◆ Consigna de trabajo 1:
Responde a estas preguntas sobre el texto:
(a) Además de síntoma de brutal miopía, ¿qué es el desdén con que se contemplan los tiempos del pasado?
(b) ¿Qué crece allá donde abunda el no saber?
(c) ¿Qué necesitan los edificios cuanto más altos y voluminosos son?
◆ Consigna de trabajo 2: Reproduce sin cambios el fragmento del texto que empieza con las palabras "Uno tiene la" y termina con "inseparable del ignorar.".

◆ Texto para revisar:
-------------------------
Quizá la respuesta más simple debiera ser algo así como, para no perder el tiempo en cuestiones que otros ya descubrieron o vivieron o pensaron.
Uno tiene la impresión de que estos tiempos corren veloces, pero sus pies son demasiado frágiles. El desdén con el que se contemplan los tiempos del pasado (cuanto más alejados, más desdén), no sólo es síntoma de brutal miopía, sino un grave error que terminará por volverse en nuestra contra.
Por suerte aún restan entre nosotros muchos que se percatan a diario de semejante imperio de la ignorancia que, además —me temo—, no es inocente, pues allá donde abunda el no saber, crece la manipulación y se estrecha la libertad, porque el miedo suele ser compañero inseparable del ignorar.
Cualquiera entiende que los edificios, cuanto más altos y más voluminosos, necesitan cimientos más sólidos y hondos. Creo que el edificio de esta civilización es hermoso, alto, luminoso, de amplios volúmenes, por tanto necesita de esos cimientos hondos, robustos, bien asentados. A mi modo de ver —¿estaré equivocado?—, esta base ha de constituirse sobre aquellos tiempos que también fueron presente. Un presente que, por cierto, fue tan efímero y pasajero como lo será el nuestro.
-------------------------
Datos de señalización de regiones:

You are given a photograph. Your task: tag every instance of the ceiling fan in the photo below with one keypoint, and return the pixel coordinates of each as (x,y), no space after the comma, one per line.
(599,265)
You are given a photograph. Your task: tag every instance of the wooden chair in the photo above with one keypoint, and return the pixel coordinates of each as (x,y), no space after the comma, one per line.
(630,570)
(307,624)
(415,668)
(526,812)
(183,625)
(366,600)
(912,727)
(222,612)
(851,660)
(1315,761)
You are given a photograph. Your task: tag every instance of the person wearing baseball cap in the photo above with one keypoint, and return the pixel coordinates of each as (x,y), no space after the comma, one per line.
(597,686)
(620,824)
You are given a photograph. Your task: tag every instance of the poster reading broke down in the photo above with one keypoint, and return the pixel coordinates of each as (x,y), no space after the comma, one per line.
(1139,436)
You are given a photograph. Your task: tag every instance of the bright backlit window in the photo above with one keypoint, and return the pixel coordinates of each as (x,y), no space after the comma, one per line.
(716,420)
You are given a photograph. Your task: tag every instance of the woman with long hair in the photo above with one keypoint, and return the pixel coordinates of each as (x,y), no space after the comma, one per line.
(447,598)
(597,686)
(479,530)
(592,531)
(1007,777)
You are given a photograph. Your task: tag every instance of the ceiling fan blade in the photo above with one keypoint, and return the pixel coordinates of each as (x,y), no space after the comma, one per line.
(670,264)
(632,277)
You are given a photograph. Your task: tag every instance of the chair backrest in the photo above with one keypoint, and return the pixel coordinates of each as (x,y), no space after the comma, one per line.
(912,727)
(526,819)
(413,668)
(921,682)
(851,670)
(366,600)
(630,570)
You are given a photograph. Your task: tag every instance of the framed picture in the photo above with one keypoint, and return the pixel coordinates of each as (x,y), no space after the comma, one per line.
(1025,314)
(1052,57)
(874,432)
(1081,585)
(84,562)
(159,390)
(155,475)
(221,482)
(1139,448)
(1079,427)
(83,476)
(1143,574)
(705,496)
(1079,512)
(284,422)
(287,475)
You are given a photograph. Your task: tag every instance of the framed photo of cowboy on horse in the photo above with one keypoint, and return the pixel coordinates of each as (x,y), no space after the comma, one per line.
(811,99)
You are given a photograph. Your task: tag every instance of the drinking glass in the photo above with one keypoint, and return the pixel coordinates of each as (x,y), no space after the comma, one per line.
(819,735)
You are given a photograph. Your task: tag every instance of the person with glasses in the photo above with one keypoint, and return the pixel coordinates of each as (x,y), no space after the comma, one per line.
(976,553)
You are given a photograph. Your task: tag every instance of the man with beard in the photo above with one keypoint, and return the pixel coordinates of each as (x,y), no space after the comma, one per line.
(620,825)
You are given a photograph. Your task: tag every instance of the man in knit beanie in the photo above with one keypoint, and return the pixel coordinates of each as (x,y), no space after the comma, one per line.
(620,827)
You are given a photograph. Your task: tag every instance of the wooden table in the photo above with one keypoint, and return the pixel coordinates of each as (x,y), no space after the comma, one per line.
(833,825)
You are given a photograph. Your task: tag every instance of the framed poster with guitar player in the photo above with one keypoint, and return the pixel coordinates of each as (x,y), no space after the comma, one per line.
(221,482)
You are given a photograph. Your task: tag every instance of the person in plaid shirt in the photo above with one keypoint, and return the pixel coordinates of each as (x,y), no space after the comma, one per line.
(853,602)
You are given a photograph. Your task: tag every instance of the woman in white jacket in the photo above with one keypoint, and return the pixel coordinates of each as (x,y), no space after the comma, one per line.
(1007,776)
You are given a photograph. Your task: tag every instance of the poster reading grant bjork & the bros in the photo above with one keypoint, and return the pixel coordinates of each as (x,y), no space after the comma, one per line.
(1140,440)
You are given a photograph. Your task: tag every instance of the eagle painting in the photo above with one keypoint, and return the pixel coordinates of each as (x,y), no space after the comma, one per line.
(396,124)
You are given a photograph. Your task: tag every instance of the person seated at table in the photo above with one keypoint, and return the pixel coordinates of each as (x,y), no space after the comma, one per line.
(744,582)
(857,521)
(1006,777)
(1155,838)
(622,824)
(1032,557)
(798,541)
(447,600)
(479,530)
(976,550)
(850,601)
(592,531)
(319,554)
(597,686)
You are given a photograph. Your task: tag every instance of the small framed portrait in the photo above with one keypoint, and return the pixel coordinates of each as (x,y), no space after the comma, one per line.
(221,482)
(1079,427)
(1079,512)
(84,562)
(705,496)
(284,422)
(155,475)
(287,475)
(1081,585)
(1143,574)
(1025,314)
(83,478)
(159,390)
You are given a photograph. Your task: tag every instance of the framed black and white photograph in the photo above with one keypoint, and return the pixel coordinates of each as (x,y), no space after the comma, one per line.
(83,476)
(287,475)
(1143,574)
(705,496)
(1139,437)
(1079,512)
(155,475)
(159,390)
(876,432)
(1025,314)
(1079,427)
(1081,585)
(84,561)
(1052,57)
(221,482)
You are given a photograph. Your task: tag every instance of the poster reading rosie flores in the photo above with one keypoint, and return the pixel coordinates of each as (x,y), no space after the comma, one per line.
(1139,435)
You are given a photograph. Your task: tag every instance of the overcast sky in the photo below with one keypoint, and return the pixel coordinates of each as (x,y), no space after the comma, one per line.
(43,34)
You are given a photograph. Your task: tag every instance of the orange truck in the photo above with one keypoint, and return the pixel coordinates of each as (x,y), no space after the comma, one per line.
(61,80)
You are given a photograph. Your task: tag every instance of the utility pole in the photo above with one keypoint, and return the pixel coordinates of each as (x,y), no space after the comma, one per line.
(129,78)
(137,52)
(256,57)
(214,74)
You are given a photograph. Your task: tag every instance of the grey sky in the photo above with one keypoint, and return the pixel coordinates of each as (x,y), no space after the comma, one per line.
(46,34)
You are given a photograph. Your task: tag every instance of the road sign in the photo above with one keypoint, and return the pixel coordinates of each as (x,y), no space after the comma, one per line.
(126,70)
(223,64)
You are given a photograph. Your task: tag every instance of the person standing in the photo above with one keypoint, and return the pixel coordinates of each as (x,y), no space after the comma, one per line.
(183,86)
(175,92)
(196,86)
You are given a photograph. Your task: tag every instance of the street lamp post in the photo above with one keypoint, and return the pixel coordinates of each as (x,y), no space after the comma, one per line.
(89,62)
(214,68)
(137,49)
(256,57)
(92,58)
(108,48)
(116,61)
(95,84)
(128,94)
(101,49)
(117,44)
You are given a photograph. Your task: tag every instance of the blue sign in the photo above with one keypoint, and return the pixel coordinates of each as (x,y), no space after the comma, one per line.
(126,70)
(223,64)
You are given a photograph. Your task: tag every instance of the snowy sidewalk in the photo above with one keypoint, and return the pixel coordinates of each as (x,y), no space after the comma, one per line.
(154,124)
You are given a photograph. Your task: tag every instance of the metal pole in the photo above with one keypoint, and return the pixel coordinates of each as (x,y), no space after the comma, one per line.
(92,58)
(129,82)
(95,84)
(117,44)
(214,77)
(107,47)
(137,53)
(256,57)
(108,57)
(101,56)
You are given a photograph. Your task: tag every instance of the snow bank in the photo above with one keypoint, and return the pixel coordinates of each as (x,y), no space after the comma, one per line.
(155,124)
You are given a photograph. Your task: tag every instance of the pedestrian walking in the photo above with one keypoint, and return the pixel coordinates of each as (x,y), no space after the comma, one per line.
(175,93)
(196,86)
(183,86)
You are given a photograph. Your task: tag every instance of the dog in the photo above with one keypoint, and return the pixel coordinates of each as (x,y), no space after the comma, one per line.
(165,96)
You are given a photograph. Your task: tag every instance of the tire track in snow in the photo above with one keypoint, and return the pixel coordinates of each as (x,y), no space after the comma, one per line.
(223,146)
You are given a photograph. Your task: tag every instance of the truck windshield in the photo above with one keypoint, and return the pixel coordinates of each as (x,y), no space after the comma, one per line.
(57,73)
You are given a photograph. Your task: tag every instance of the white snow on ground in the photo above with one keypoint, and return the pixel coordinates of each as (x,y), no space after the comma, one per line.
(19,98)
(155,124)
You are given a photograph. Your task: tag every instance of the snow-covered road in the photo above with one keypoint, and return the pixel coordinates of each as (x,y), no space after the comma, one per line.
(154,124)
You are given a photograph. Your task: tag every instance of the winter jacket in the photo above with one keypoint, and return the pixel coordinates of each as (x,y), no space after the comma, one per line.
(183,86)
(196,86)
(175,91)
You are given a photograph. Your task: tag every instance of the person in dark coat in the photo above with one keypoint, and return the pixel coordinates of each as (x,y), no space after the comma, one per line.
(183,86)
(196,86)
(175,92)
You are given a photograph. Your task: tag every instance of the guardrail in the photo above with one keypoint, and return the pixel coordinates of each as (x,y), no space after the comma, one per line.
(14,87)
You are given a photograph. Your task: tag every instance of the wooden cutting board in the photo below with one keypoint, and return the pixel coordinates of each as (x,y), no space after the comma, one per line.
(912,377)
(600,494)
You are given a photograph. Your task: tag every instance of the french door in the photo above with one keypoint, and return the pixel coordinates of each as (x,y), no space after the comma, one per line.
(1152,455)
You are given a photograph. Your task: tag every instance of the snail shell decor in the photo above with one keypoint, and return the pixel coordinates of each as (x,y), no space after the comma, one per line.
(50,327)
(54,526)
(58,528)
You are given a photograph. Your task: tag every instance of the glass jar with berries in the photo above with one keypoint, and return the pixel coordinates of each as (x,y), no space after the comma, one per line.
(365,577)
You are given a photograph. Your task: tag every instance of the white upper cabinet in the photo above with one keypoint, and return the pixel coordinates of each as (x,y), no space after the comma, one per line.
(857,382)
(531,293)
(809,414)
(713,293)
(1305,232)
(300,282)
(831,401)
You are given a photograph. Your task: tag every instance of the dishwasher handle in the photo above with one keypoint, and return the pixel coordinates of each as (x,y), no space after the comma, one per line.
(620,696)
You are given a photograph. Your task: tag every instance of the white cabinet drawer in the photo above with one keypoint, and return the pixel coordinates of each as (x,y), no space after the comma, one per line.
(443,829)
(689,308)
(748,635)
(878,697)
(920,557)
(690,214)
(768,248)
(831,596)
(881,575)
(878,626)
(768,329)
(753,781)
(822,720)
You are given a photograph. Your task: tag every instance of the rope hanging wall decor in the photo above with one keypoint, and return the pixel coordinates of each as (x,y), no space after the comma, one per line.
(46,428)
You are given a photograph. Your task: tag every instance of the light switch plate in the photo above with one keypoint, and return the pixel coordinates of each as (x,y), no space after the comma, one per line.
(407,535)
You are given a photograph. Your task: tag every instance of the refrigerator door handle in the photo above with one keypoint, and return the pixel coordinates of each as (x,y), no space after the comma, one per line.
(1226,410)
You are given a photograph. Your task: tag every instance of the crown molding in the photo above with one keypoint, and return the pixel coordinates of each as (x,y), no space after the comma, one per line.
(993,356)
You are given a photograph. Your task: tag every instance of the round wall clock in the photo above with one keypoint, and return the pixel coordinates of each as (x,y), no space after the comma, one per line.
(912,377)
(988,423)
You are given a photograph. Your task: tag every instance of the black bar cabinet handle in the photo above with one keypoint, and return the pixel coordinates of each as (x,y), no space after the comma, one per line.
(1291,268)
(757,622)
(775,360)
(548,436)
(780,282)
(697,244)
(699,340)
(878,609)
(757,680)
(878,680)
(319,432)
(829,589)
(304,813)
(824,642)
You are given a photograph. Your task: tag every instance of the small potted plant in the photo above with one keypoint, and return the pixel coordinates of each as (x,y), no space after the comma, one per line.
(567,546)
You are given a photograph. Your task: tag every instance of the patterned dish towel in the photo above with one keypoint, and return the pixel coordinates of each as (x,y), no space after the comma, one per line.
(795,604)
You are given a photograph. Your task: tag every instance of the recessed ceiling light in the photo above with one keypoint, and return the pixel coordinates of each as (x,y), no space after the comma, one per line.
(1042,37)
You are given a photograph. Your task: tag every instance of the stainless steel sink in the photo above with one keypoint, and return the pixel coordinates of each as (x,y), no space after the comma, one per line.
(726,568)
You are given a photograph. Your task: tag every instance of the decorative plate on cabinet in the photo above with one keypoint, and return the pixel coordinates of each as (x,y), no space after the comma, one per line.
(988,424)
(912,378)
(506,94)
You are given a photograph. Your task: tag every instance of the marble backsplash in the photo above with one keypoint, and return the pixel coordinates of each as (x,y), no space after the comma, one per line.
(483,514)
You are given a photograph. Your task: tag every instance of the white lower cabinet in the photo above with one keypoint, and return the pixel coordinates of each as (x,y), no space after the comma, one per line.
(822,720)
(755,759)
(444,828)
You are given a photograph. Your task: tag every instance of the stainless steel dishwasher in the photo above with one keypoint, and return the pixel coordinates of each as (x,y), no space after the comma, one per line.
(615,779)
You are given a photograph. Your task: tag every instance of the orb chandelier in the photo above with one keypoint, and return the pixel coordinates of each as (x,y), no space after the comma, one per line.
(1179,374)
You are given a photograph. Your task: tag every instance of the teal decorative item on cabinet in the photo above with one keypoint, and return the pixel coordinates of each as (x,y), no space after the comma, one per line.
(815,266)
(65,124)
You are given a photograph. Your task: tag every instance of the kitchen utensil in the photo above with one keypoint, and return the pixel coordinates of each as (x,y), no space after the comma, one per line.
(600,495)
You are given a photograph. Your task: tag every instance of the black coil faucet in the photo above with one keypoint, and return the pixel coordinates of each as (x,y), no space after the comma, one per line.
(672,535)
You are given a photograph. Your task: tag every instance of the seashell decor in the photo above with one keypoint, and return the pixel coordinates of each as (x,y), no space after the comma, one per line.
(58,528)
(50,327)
-------------------------
◆ Cuadro de respuesta 1:
(a) Un grave error que terminará por volverse en nuestra contra.
(b) La manipulación.
(c) Cimientos más sólidos y hondos.

◆ Cuadro de respuesta 2:
Uno tiene la impresión de que estos tiempos corren veloces, pero sus pies son demasiado frágiles. El desdén con el que se contemplan los tiempos del pasado (cuanto más alejados, más desdén), no sólo es síntoma de brutal miopía, sino un grave error que terminará por volverse en nuestra contra.
Por suerte aún restan entre nosotros muchos que se percatan a diario de semejante imperio de la ignorancia que, además —me temo—, no es inocente, pues allá donde abunda el no saber, crece la manipulación y se estrecha la libertad, porque el miedo suele ser compañero inseparable del ignorar.